_Work to do_
Copy the listing below line for line, starting at its first line and ending at the line that contains "column 78, row 34", with both of those lines included.

(Dataset rows)
— START —

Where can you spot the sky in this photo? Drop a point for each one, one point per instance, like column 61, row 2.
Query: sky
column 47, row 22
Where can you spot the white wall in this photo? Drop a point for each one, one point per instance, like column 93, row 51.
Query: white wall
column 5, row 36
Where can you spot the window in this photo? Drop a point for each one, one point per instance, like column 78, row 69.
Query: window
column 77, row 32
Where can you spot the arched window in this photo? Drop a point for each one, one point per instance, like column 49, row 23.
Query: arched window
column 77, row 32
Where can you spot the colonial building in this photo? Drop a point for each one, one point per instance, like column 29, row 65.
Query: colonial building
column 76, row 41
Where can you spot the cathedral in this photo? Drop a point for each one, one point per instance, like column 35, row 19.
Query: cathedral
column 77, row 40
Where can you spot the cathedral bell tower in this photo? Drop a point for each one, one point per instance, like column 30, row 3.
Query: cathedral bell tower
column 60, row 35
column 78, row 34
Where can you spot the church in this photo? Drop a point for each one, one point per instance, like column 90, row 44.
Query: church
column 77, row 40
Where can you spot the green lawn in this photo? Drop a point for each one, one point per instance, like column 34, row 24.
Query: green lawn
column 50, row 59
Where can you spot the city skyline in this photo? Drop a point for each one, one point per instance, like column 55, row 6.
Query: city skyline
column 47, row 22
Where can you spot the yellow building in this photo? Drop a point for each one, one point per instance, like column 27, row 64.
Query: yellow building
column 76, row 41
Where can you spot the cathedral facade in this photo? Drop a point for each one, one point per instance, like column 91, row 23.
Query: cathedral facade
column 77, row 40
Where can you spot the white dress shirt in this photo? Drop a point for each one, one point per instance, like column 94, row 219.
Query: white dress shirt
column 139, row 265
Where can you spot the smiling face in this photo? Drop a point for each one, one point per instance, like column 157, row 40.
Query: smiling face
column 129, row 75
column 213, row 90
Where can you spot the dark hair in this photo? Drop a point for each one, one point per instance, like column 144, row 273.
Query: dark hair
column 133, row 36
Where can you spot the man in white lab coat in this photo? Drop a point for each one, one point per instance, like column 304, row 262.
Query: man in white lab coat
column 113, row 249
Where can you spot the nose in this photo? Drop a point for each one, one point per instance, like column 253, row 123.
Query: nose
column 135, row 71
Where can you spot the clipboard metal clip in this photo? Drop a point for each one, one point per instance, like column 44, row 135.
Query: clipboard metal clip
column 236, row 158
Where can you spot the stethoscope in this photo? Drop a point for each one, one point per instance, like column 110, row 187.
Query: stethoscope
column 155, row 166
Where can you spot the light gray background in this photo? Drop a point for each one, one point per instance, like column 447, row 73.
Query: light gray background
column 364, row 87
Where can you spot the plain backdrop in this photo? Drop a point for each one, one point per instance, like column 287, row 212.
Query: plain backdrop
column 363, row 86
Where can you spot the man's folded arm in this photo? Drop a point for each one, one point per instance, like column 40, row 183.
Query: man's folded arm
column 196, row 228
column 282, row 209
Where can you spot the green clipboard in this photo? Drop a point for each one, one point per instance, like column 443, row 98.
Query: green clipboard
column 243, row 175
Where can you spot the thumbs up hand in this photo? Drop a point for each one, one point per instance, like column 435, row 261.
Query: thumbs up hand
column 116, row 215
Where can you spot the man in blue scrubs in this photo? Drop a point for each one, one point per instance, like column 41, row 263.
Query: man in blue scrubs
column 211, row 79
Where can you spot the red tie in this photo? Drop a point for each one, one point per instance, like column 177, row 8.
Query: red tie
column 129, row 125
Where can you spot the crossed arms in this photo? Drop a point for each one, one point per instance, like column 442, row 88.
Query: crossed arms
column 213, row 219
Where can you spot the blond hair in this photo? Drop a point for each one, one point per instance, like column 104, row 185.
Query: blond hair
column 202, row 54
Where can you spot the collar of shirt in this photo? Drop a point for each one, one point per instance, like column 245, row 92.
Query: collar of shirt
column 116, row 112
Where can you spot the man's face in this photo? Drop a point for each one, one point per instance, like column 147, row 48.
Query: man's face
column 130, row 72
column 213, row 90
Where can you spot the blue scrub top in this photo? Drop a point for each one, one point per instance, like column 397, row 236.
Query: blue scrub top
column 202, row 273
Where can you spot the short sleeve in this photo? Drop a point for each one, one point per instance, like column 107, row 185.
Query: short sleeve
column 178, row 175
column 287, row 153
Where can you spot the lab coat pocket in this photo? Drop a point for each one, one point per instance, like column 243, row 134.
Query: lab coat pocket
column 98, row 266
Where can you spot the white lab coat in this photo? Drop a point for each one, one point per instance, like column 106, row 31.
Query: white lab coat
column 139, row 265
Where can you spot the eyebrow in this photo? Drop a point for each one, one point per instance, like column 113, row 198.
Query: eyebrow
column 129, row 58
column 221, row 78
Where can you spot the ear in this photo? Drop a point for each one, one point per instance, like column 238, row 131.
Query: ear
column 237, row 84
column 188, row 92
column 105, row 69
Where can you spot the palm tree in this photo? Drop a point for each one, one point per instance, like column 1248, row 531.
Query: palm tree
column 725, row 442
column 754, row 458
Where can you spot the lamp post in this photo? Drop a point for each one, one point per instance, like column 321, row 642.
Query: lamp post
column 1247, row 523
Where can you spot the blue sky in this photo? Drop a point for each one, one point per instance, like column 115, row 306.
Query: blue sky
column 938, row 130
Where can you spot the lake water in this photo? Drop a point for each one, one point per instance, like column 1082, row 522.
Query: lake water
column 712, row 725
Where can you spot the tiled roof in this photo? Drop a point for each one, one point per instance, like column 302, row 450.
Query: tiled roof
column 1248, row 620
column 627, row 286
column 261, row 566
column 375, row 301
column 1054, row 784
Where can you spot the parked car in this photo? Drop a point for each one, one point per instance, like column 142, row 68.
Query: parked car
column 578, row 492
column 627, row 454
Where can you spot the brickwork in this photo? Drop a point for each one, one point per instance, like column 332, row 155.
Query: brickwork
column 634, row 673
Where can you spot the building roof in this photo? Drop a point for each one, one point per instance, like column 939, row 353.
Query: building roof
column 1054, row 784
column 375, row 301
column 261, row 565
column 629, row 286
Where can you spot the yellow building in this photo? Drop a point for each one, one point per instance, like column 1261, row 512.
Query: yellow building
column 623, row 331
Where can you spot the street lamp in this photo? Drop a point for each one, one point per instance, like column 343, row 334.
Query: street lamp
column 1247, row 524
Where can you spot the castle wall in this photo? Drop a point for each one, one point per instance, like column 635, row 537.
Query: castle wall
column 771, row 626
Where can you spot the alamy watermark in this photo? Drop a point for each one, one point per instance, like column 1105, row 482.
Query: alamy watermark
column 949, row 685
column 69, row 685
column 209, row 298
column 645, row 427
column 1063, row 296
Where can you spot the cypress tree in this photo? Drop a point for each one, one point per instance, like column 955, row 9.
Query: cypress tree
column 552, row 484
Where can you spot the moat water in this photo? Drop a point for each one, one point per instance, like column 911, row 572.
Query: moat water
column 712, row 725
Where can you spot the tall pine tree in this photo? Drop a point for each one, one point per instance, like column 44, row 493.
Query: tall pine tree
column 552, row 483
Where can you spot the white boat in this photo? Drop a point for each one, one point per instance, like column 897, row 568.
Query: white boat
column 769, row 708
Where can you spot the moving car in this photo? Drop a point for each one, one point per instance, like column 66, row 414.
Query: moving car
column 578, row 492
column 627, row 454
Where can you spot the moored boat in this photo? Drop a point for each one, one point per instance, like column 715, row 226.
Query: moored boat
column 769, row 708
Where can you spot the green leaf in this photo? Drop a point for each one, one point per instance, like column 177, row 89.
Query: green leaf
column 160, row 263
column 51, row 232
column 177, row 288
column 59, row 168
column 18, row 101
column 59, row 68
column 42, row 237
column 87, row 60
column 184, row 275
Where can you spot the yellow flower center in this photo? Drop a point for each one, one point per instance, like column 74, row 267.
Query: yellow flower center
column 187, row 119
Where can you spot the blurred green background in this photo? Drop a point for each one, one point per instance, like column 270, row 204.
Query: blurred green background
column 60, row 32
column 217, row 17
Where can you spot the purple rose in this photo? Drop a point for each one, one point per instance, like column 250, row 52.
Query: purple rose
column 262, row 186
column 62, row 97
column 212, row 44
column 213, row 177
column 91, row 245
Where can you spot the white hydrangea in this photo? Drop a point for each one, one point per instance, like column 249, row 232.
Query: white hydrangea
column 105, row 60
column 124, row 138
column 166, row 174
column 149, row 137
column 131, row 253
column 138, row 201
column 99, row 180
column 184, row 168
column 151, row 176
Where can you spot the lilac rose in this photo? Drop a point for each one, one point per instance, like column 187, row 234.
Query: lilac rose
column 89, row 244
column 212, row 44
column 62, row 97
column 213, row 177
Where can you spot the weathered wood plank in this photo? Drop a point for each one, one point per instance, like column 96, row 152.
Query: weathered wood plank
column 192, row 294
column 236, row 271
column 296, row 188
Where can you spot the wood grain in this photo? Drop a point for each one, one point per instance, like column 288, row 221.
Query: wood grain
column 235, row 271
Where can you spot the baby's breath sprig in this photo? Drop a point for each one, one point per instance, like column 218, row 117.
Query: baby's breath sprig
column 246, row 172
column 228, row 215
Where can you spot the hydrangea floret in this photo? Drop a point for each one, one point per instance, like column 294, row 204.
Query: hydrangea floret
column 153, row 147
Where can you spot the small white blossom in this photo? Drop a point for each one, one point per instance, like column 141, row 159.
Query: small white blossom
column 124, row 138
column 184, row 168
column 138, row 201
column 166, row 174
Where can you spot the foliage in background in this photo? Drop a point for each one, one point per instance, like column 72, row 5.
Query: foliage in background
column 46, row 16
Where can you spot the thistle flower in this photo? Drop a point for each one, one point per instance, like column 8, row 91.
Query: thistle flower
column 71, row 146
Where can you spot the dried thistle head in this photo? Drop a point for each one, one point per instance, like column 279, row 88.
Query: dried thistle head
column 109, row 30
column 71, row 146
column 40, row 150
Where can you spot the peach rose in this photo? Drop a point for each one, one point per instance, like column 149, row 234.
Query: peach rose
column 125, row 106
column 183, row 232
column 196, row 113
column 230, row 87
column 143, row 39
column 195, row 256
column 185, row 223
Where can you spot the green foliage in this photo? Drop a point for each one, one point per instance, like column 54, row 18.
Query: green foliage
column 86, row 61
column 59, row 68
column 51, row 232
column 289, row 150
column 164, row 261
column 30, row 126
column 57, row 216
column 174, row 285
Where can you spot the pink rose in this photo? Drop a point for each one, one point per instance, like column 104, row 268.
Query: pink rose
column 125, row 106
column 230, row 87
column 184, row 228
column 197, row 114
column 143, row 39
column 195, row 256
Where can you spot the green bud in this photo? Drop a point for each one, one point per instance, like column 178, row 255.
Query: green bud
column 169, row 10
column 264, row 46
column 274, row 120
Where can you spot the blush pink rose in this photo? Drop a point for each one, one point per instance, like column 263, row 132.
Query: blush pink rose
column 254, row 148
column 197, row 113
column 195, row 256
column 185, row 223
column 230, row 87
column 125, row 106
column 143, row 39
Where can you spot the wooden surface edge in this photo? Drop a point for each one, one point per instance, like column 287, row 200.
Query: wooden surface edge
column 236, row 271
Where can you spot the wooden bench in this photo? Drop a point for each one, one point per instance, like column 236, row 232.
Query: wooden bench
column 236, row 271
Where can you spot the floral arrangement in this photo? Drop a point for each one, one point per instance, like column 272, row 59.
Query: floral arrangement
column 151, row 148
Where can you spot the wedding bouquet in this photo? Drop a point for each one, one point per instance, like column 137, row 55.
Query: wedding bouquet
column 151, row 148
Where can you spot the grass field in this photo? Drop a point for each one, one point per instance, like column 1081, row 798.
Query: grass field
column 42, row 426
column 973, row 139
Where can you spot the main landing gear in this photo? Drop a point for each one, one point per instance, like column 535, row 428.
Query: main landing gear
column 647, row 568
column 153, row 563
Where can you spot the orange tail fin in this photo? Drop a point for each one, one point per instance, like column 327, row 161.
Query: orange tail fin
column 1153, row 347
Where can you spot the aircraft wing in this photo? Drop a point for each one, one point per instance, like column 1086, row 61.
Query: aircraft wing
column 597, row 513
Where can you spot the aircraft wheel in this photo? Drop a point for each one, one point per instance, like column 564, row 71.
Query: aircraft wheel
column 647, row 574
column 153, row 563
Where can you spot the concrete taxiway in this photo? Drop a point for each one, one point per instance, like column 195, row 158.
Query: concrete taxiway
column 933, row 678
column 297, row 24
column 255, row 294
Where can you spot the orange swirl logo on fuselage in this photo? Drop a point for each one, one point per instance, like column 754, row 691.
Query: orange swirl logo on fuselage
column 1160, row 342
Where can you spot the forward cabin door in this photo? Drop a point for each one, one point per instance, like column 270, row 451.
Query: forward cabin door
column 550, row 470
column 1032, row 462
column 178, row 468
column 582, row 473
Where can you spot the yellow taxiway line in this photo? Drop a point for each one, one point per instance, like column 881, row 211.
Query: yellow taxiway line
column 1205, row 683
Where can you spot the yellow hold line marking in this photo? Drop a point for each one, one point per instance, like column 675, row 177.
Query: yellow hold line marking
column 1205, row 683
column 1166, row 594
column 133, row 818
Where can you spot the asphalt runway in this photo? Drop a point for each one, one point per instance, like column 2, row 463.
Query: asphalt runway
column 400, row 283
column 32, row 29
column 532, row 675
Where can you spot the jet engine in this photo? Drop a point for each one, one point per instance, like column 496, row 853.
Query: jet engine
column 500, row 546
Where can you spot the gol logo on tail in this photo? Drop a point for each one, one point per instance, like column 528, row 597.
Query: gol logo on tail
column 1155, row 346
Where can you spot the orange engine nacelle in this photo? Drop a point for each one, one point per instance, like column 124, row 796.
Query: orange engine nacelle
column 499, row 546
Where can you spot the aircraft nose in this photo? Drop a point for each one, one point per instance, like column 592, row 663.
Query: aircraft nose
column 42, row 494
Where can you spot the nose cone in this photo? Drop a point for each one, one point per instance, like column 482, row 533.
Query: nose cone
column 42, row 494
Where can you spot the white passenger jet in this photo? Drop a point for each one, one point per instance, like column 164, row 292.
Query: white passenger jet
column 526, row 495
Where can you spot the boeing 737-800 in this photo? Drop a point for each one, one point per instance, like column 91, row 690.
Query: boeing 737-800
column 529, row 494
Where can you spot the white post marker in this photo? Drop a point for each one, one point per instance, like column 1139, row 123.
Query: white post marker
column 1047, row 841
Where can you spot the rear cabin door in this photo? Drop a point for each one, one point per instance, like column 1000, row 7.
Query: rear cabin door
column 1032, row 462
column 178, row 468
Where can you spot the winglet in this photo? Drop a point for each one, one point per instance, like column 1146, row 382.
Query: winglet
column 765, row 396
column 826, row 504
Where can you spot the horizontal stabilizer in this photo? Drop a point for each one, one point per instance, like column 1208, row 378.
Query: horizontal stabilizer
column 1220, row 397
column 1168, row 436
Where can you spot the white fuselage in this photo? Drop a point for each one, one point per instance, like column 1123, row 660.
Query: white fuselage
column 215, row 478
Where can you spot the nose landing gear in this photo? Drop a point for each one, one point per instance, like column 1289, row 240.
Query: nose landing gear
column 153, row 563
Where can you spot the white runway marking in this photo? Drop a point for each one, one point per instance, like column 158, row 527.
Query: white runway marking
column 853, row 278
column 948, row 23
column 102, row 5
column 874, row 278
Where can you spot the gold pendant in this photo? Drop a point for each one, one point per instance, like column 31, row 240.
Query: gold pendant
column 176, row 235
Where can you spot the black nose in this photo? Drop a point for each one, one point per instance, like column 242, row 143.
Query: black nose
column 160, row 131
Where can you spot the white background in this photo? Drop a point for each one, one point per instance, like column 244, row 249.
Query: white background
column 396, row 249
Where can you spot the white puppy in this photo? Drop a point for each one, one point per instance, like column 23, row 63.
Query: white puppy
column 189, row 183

— END —

_Exercise solution_
Where can you spot the sky in this photo? Drop a point for each one, one point per instance, like column 61, row 2.
Query: sky
column 47, row 22
Where can you spot the white wall in this photo? Drop a point for each one, one point per instance, like column 93, row 51.
Query: white wall
column 5, row 36
Where can you spot the window in this photo? Drop a point for each one, one point per instance, like column 78, row 69.
Query: window
column 77, row 32
Where can you spot the arched window in this photo? Drop a point for each one, one point per instance, like column 49, row 23.
Query: arched window
column 77, row 32
Where can you spot the colonial building in this photo? Drop a point for each one, one point per instance, like column 29, row 65.
Query: colonial building
column 76, row 41
Where can you spot the cathedral in this photo? Drop a point for each one, one point per instance, like column 35, row 19.
Query: cathedral
column 77, row 40
Where can you spot the cathedral bell tower in this photo? Drop a point for each one, one point per instance, like column 30, row 3.
Query: cathedral bell tower
column 60, row 35
column 78, row 34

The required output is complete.